[Task directions]:
Convert each line of the entries below into a JSON list of strings, with one string per line and blank lines omitted.
#####
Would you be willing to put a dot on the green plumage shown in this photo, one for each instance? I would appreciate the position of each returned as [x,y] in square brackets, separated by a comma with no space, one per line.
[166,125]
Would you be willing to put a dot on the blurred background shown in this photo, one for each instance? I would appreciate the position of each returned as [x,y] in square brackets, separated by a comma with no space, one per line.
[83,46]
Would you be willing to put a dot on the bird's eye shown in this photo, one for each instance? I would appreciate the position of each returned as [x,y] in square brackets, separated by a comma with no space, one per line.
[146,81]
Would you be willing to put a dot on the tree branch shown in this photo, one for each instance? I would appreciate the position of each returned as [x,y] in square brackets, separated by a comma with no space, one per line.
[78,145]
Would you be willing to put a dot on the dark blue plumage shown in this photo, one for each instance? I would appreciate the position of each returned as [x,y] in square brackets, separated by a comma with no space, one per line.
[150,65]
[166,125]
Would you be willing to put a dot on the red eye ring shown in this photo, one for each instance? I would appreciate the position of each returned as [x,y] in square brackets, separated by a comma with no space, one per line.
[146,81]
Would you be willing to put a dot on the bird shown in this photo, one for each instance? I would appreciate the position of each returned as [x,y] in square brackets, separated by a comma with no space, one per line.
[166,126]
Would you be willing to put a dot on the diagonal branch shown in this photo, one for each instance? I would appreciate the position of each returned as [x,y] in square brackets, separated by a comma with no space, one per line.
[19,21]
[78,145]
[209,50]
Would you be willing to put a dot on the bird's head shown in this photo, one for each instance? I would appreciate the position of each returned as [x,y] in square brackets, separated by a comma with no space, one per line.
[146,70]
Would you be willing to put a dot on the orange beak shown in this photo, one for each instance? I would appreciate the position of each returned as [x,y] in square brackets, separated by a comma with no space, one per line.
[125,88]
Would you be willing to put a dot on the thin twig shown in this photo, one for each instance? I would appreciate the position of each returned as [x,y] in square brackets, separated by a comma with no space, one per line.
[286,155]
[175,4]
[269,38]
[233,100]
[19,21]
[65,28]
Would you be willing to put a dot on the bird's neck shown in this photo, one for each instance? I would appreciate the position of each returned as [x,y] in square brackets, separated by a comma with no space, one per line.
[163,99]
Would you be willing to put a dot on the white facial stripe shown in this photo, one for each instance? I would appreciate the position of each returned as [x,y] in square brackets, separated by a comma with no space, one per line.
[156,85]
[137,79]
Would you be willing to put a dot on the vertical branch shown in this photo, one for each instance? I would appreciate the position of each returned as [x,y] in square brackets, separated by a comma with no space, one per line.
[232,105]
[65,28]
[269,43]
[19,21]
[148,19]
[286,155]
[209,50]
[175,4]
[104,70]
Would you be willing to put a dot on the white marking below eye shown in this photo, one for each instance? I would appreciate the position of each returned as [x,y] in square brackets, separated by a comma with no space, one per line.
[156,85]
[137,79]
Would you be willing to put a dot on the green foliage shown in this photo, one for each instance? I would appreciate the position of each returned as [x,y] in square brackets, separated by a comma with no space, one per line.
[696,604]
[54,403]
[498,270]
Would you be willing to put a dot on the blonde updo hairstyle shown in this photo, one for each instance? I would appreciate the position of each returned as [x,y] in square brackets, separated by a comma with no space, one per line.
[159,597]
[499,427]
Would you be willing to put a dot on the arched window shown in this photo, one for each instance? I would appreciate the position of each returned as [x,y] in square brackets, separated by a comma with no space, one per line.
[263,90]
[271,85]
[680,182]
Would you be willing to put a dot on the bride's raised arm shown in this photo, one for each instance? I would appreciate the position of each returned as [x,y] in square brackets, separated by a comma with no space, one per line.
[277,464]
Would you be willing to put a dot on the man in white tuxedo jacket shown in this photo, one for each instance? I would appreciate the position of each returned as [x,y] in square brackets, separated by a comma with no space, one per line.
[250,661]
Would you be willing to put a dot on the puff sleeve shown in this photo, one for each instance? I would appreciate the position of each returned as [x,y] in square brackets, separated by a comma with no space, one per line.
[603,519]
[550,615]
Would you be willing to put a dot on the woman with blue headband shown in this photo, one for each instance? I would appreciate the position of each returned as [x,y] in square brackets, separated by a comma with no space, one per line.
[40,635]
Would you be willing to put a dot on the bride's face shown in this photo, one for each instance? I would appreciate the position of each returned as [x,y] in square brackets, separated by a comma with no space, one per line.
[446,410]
#####
[Reply]:
[
  "Would you be willing to put a dot on the green plumage shown in this photo, one for each instance? I would appreciate the position of each returned as [x,y] in square brackets, separated by a comma with no space, one per line.",
  "[166,125]",
  "Would you be willing to put a dot on the blurred background shown in this photo, one for each instance? I would appreciate the position of each returned as [x,y] in square brackets, separated by a comma with no space, one per line.",
  "[83,46]",
  "Would you be willing to put a dot on the bird's eye shown in this photo, one for each instance? I would appreciate the position of each returned as [x,y] in square brackets, separated by a comma with no space, one per line.",
  "[146,81]",
  "Would you be willing to put a dot on the tree branch shown in this photo, one for each instance? I would appreciate the position of each returned as [x,y] in square brackets, separated by a comma with no space, one per line.",
  "[78,145]",
  "Would you be willing to put a dot on the dark blue plumage shown in this photo, one for each instance? I would appreciate the position of each returned as [x,y] in square brackets, separated by a comma with no space, one per line.",
  "[150,65]",
  "[166,125]",
  "Would you be willing to put a dot on the red eye ring shown in this photo, one for each instance? I would appreciate the position of each returned as [x,y] in square brackets, separated by a comma with no space, one per line.",
  "[146,81]",
  "Would you be willing to put a dot on the bird shown in this photo, one for each instance? I would appreciate the position of each returned as [x,y] in square brackets, separated by a comma with no space, one per line.",
  "[166,126]",
  "Would you be willing to put a dot on the diagonal branch shown in this photo, one for each instance? I would appreciate the position of each returned as [x,y] in square brackets, separated by a comma with no space, one per line.",
  "[19,21]",
  "[78,145]",
  "[209,50]",
  "Would you be willing to put a dot on the bird's head shown in this photo, one for each instance? I would appreciate the position of each returned as [x,y] in square brackets, separated by a comma with no space, one per line.",
  "[146,70]",
  "Would you be willing to put a dot on the orange beak shown in this photo, one for each instance? I would appreciate the position of each returned as [x,y] in square brackets, separated by a comma with no space, one per line.",
  "[125,88]",
  "Would you be willing to put a dot on the thin twig shown in this photo, one for each instance? I would appreciate the position of each returned as [x,y] in square brackets, separated by a comma with no space, one per line.",
  "[286,155]",
  "[175,4]",
  "[269,38]",
  "[233,100]",
  "[19,21]",
  "[65,28]",
  "Would you be willing to put a dot on the bird's neck shown in this photo, one for each instance? I would appreciate the position of each returned as [x,y] in square brackets, separated by a comma with no space, one per line.",
  "[163,99]",
  "Would you be willing to put a dot on the white facial stripe shown in this photo, one for each instance? I would appreciate the position of each returned as [x,y] in square brackets, separated by a comma with no space, one per line.",
  "[156,85]",
  "[137,79]",
  "Would you be willing to put a dot on the vertical branch shown in this photo, one for each instance? I would appreciate the position of each returned as [x,y] in square brackets, separated by a comma with no space, one per line.",
  "[232,105]",
  "[65,28]",
  "[269,43]",
  "[19,21]",
  "[148,19]",
  "[286,155]",
  "[209,50]",
  "[175,4]",
  "[104,70]",
  "Would you be willing to put a dot on the white marking below eye shown in this photo, one for each instance? I would appreciate the position of each returned as [x,y] in square brackets, separated by a comma with no space, one per line.",
  "[156,85]",
  "[137,79]",
  "Would you be willing to put a dot on the green foliage shown in this photo, one for each instance? I would appreciate the position of each returned as [x,y] in square brackets, separated by a comma with no space, one per line.",
  "[696,604]",
  "[54,403]",
  "[498,270]",
  "Would you be willing to put a dot on the blonde updo hairstyle shown in this photo, one for each instance? I would appreciate the position of each returned as [x,y] in square brackets, separated by a comma with no space, one per line.",
  "[159,597]",
  "[499,427]",
  "Would you be willing to put a dot on the arched window shown in this photo, one for each instance? I would appreciate the position of each returned as [x,y] in square brackets, separated by a comma with no space, one per line.",
  "[263,90]",
  "[271,85]",
  "[680,182]",
  "Would you be willing to put a dot on the bride's raised arm shown in this photo, one for each instance? I would appreciate the position of each returned as [x,y] in square brackets, separated by a comma with no space, one per line.",
  "[277,464]",
  "Would you be willing to put a dot on the man in white tuxedo jacket shown in this photo, one for each instance? I would appreciate the position of each returned as [x,y] in square brackets, separated by a comma with no space, one per line.",
  "[250,661]",
  "Would you be willing to put a dot on the puff sleeve shown in this photo, one for each instance? I would appreciate the position of each returned as [x,y] in square brackets, separated by a comma with no space, one per line.",
  "[603,519]",
  "[550,615]",
  "Would you be willing to put a dot on the woman with blue headband shown in this photo, one for each instance? I would appreciate the position of each returned as [x,y] in square brackets, separated by a comma with no space, one per line.",
  "[40,635]",
  "Would you be willing to put a dot on the bride's face shown in this photo, one for each instance? I would appreciate the position of each returned as [x,y] in square brackets, separated by a comma with no space, one per line.",
  "[446,410]"
]